══ SEITENTEXT

Travemünder Häuser Nr. 58
Fehlingstraße 28
Haus Lütgens
Einhundert Jahre wird es alt, das Haus Fehlingstraße 28, direkt am Weg zum „Tunnel“, wie die Travemünder die kleine Eisenbahnunterführung etwas großspurig nennen. Wenn man die Gebäude auf der anderen Straßenseite betrachtet, erkennt man unschwer, daß hier vor hundert Jahren die Bebauung der Fehlingstraße aufhörte. Erst kurz vor dem Godewindpark mit seinen zwei Teichen stehen wieder ein paar Häuser aus der Gründerzeit z.B. das Park-Hotel. Die beiden Häuser Fehlingstraße 30 und 32 wurden 1926 gebaut, die danach folgende Siedlung erst 1936 mit der Erweiterung der Luftwaffen-Erprobungsstelle auf dem Priwall. Für die Ingenieure und Angestellten, auch für das Luftwaffen-Flugpersonal benötigte man Wohnraum. Zwischen der Fehlingstraße 28 und dem Park-Hotel erstreckten sich die herrlichsten Obst- und Gemüsegärten.

════
══ DATEN

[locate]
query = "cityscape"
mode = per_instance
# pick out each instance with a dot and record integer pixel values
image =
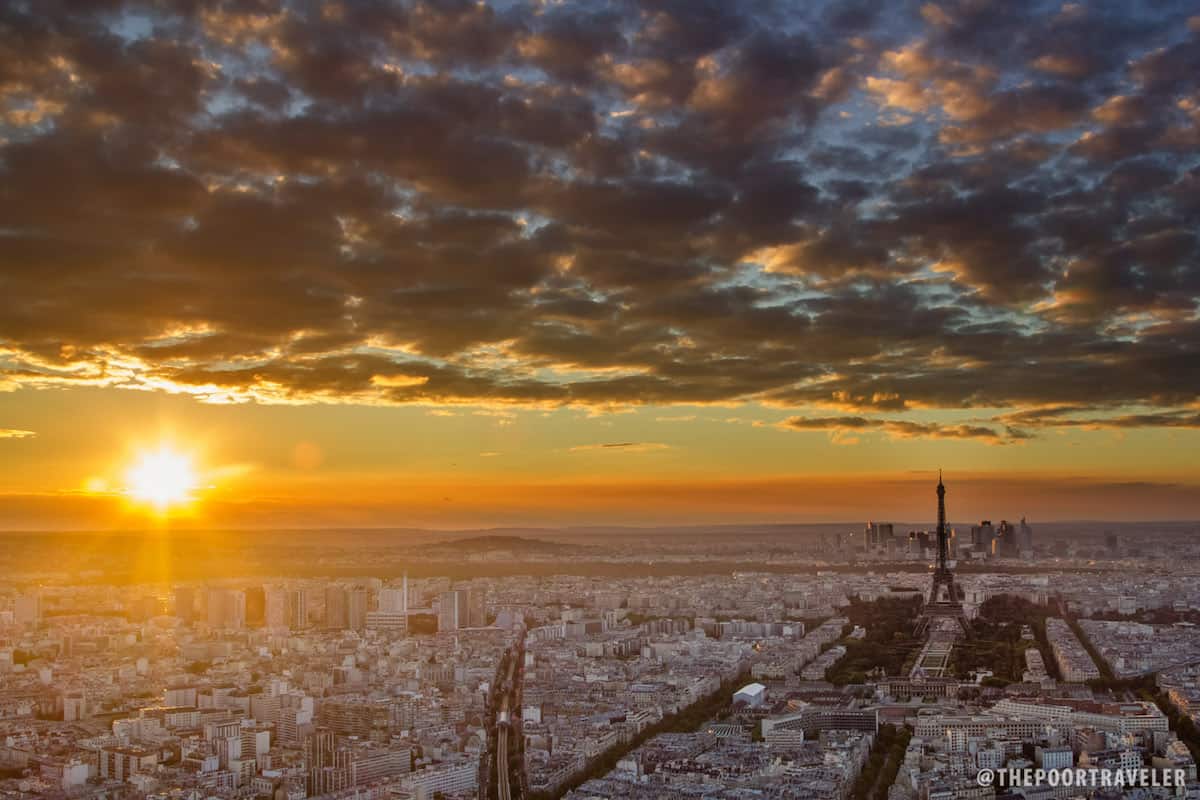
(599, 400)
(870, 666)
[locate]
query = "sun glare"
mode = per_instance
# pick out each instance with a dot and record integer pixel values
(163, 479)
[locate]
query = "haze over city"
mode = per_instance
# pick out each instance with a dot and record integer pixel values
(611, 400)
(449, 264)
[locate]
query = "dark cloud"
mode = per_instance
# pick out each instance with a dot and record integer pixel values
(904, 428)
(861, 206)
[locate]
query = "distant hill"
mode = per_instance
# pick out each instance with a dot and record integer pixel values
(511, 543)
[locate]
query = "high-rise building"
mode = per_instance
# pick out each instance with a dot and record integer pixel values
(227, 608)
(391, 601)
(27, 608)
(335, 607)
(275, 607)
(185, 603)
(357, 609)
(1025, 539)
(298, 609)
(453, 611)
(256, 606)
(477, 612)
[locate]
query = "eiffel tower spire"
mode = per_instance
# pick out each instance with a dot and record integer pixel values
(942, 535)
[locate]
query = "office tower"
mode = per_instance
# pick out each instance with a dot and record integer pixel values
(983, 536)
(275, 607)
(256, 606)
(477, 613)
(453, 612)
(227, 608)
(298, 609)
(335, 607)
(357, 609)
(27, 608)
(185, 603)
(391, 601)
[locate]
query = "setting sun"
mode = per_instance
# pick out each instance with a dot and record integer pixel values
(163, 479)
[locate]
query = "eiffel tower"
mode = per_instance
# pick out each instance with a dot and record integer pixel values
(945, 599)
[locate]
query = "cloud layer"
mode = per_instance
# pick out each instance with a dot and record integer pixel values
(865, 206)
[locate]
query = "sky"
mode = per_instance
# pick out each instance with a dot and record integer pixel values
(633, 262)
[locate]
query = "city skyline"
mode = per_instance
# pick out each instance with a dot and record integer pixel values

════
══ DATEN

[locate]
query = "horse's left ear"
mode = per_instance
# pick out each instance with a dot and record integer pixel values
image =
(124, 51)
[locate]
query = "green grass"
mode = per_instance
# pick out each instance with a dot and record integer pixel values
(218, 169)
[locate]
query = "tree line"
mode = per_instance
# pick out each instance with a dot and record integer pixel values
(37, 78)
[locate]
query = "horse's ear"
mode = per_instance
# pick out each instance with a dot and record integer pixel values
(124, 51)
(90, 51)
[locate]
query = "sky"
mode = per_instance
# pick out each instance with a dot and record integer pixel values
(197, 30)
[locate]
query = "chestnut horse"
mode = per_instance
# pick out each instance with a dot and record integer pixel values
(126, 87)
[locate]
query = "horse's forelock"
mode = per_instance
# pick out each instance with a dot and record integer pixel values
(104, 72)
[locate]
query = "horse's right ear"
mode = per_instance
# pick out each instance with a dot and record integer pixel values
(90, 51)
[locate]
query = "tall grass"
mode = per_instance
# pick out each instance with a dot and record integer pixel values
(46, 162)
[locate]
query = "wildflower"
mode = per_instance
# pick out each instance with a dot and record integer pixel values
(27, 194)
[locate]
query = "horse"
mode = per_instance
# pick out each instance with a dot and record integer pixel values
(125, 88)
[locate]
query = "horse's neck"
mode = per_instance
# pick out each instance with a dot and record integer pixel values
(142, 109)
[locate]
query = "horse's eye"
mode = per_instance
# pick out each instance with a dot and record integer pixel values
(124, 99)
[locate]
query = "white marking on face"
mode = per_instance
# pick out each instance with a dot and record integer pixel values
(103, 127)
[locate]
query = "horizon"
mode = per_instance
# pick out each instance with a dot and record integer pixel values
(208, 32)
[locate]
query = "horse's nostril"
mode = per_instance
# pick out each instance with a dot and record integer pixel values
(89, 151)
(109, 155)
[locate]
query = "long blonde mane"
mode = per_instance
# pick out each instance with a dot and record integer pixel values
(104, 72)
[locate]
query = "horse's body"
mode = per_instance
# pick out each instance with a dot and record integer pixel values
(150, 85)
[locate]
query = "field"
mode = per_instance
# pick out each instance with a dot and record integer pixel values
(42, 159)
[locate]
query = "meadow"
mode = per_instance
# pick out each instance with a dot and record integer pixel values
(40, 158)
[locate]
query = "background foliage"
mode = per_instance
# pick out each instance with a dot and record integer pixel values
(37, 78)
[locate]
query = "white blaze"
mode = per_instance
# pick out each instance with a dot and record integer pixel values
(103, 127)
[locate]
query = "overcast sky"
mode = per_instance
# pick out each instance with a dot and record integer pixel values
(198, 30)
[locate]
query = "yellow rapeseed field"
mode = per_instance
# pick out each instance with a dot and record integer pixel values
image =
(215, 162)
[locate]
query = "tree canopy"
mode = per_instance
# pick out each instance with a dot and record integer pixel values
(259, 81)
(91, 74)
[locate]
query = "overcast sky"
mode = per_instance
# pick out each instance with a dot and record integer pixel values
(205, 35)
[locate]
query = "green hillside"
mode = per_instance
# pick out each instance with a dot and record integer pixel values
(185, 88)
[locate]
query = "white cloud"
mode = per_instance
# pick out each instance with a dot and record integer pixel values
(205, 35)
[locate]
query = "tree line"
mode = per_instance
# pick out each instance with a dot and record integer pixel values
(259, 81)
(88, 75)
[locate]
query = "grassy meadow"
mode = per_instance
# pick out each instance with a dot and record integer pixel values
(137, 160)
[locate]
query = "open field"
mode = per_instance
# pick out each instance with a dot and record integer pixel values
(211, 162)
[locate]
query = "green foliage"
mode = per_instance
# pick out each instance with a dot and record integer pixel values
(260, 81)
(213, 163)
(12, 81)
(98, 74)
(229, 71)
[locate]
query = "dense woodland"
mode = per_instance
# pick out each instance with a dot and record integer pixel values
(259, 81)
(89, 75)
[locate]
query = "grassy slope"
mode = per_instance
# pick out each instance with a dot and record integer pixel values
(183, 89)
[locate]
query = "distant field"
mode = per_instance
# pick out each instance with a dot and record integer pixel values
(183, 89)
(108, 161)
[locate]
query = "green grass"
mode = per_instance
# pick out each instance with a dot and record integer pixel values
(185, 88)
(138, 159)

════

— AUFGABEN —
(1) Schreib aus dem Text über das Haus Fehlingstraße 28 den Abschnitt wörtlich ab, der bei „Travemünder Häuser Nr.“ beginnt und bei „Obst- und Gemüsegärten.“ endet.
(2) Gib jede Zeile der Datensätze zurück, in der das Wort „tower“ vorkommt. Dabei zählt die Groß- und Kleinschreibung.

— ANTWORTEN —
(1)
Travemünder Häuser Nr. 58
Fehlingstraße 28
Haus Lütgens
Einhundert Jahre wird es alt, das Haus Fehlingstraße 28, direkt am Weg zum „Tunnel“, wie die Travemünder die kleine Eisenbahnunterführung etwas großspurig nennen. Wenn man die Gebäude auf der anderen Straßenseite betrachtet, erkennt man unschwer, daß hier vor hundert Jahren die Bebauung der Fehlingstraße aufhörte. Erst kurz vor dem Godewindpark mit seinen zwei Teichen stehen wieder ein paar Häuser aus der Gründerzeit z.B. das Park-Hotel. Die beiden Häuser Fehlingstraße 30 und 32 wurden 1926 gebaut, die danach folgende Siedlung erst 1936 mit der Erweiterung der Luftwaffen-Erprobungsstelle auf dem Priwall. Für die Ingenieure und Angestellten, auch für das Luftwaffen-Flugpersonal benötigte man Wohnraum. Zwischen der Fehlingstraße 28 und dem Park-Hotel erstreckten sich die herrlichsten Obst- und Gemüsegärten.

(2)
query = "eiffel tower spire"
query = "office tower"
query = "eiffel tower"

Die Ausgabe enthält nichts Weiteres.